Exercises =>
a – According to the article on metformin and Alzheimer's, which journal published the study?
b – Write out everything from "These are promising" down to "Academy of Sciences." in the metformin article, swapping "promising" for "encouraging".

━━━ Document passage ━━━

“A common diabetes drug could be redeveloped as a new treatment for Alzheimer's,” reported the BBC. It said that researchers have discovered that metformin helps prevent the formation of “tau tangles...
“A common diabetes drug could be redeveloped as a new treatment for Alzheimer's,” reported the BBC. It said that metformin may help prevent the formation of “tau tangles”, a key brain abnormality linked to the disease.
This study investigated whether metformin has any effect on the tau proteins that form these tangles. In studies of mouse cells, metformin increased the activity of an enzyme that can counteract the development of the tangles. Similar findings were also seen in live mice given the drug.
These are promising findings, but this is early research and many questions still need answering. It is not known if the drug can prevent or treat the brain changes seen in Alzheimer’s in humans or if it can help with memory, cognition and recognition problems. Also, the doses used in these experiments on mice were much higher than the equivalent doses used to treat diabetes in humans. It is not known if an equivalent human dose would be safe.
Where did the story come from?
This study was carried out by researchers from the Max-Planck Institute, the Charité Medical School, the German Centre for Neurodegenerative Diseases, and the University of Dundee and the University of Innsbruck in Scotland. It was published by the peer-reviewed journal Proceedings of the National Academy of Sciences.
The study was funded by the Volkswagen Stiftung, Tenovus, the Tyrolian Future Foundation, and the Integrated Center of Research and Therapy of the Medical University of Innsbruck.

━━━ Record excerpts ━━━

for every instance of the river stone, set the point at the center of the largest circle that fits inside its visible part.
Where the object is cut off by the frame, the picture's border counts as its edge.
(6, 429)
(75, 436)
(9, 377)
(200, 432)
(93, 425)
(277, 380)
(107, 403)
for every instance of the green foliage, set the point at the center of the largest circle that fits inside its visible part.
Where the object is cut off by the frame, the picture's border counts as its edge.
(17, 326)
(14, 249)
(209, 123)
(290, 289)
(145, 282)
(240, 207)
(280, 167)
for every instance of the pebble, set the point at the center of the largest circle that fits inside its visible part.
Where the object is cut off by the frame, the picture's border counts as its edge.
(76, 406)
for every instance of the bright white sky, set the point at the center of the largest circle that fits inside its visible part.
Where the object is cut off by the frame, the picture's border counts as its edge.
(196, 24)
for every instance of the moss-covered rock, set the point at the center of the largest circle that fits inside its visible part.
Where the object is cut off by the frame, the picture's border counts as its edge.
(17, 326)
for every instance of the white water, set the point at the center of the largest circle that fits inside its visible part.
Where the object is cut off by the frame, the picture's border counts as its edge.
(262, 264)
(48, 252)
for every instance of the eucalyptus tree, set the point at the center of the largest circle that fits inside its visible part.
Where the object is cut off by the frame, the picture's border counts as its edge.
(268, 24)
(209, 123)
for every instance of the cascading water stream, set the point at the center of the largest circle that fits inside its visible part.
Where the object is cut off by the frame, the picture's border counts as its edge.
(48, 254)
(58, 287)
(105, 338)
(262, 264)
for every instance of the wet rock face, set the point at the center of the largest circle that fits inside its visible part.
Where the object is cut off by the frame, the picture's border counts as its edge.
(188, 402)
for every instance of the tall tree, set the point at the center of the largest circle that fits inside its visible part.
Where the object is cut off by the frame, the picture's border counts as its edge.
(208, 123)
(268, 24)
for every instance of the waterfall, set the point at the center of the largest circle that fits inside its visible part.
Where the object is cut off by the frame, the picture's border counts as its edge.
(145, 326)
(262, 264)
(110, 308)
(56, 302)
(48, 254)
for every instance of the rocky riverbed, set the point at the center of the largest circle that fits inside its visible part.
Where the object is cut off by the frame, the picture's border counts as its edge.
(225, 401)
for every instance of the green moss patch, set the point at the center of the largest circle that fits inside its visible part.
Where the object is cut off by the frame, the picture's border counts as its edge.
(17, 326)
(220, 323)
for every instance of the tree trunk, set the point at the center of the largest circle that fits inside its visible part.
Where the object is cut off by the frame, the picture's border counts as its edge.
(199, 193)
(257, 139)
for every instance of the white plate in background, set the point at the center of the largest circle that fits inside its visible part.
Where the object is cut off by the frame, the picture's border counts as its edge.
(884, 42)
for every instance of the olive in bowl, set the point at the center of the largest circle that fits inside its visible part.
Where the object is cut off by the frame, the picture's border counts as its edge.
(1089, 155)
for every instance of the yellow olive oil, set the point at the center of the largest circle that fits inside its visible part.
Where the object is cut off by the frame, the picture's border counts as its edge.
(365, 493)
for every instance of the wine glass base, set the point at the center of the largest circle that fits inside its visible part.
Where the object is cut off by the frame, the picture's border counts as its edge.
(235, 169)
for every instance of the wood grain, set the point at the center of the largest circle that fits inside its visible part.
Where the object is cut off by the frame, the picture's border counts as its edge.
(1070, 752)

━━━

Written answers =>
a – Proceedings of the National Academy of Sciences

b –
These are encouraging findings, but this is early research and many questions still need answering. It is not known if the drug can prevent or treat the brain changes seen in Alzheimer’s in humans or if it can help with memory, cognition and recognition problems. Also, the doses used in these experiments on mice were much higher than the equivalent doses used to treat diabetes in humans. It is not known if an equivalent human dose would be safe.
Where did the story come from?
This study was carried out by researchers from the Max-Planck Institute, the Charité Medical School, the German Centre for Neurodegenerative Diseases, and the University of Dundee and the University of Innsbruck in Scotland. It was published by the peer-reviewed journal Proceedings of the National Academy of Sciences.